Tire circumference or wheel circumference (or perimeter) is the length of the distance a wheel travels when it makes one full revolution.
The following drawing illustrates the tire circumference:
In the following, different possibilities are presented how to determine the tire circumference. They differ in accuracy and required effort.
A simple and quick way to determine the tire circumference is to calculate it using the tire diameter.
Required tools: Measuring tape and calculator
Step 1: Measure the diameter of the tire. The following graphic shows what is meant by the diameter:
Step 2: Multiply the diameter by the number 3.14, which gives the wheel circumference.
Sample calculation: Assume you measure a tire diameter of 700 mm. You multiply this by 3.14 and get the wheel circumference
700 x 3.14 = 2198 mm.
The tire circumference calculator above does exactly the same thing and you don't even need a calculator.
Mathematical background: The exact formula for calculating the circumference is
diameter x π, where π (spelled out as "pi") means the constant 3.14159…. Most often, to calculate the circumference, the formula
U = 2πr is given, where r is the radius of the tire, i.e. half the diameter.
Rating: This method is quite accurate, it also takes into account the height of the tread lugs on the tire casing. However, a small inaccuracy results from the fact that the weight of the cyclist and the load are not included. The actual tire circumference is slightly smaller due to the tire deformation caused by the additional weight.
If you prefer to measure the tire circumference directly, you can proceed as follows:
Required tool: Measuring tape
Step 1: Place the measuring tape on the floor.
Step 2: Place your bike next to the measuring tape so that the tire valve is right down and right next to the beginning of the tape measure.
Step 3: Push the bike forward along the measuring tape until the tire has made one full rotation and the valve is right back down.
Step 4: Now read the distance traveled on the measuring tape at the location of the tire valve. This is the circumference of the tire.
The following figure illustrates the process:
If you want to know the tire circumference as precisely as possible for practical use (e.g. bike computer), inflate the tires to the normally used tire pressure beforehand and sit on the saddle while pushing the bike, as the additional weight will compress the tire a little and thus reduce the tire circumference a little.
Rating: This is the most accurate of the methods mentioned here to determine tire circumference. It takes into account the height of the tread lugs and the weight of the rider.
Another way to determine the tire circumference is via the sizing information on the tire casing.
Required tool: Calculator
Step 1: Read the ETRTO tire size on the tire casing, e.g. 42-622. The first number is the tire width in millimeters and the second number is the tire inner diameter, i.e. the nominal rim diameter, in millimeters.
Step 2: Now we calculate the tire diameter from this as follows: Since the tire casing is roughly circular when inflated, the tire width is approximately equal to the height of the casing above the rim. This results in the formula
tire outer diameter = 2 x tire width + tire inner diameter. So we add the tire width twice to the tire inner diameter to get the tire outer diameter.
Step 3: Finally, we calculate the tire circumference by multiplying the tire outer diameter by 3.14. This step has already been explained in more detail above.

Material:

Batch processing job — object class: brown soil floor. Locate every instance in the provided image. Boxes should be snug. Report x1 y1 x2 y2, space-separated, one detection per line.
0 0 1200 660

What to do:
1. Extract from the tire circumference guide everything from "Sample calculation: Assume" down to "half the diameter.".
2. In the tire circumference guide, list every step of the method that measures the circumference directly with a measuring tape.

Results of the tasks:
1.
Sample calculation: Assume you measure a tire diameter of 700 mm. You multiply this by 3.14 and get the wheel circumference
700 x 3.14 = 2198 mm.
The tire circumference calculator above does exactly the same thing and you don't even need a calculator.
Mathematical background: The exact formula for calculating the circumference is
diameter x π, where π (spelled out as "pi") means the constant 3.14159…. Most often, to calculate the circumference, the formula
U = 2πr is given, where r is the radius of the tire, i.e. half the diameter.

2.
1. Place the measuring tape on the floor.
2. Place the bike next to the measuring tape so that the tire valve is right down and right next to the beginning of the tape measure.
3. Push the bike forward along the measuring tape until the tire has made one full rotation and the valve is right back down.
4. Read the distance traveled on the measuring tape at the location of the tire valve. This is the circumference of the tire.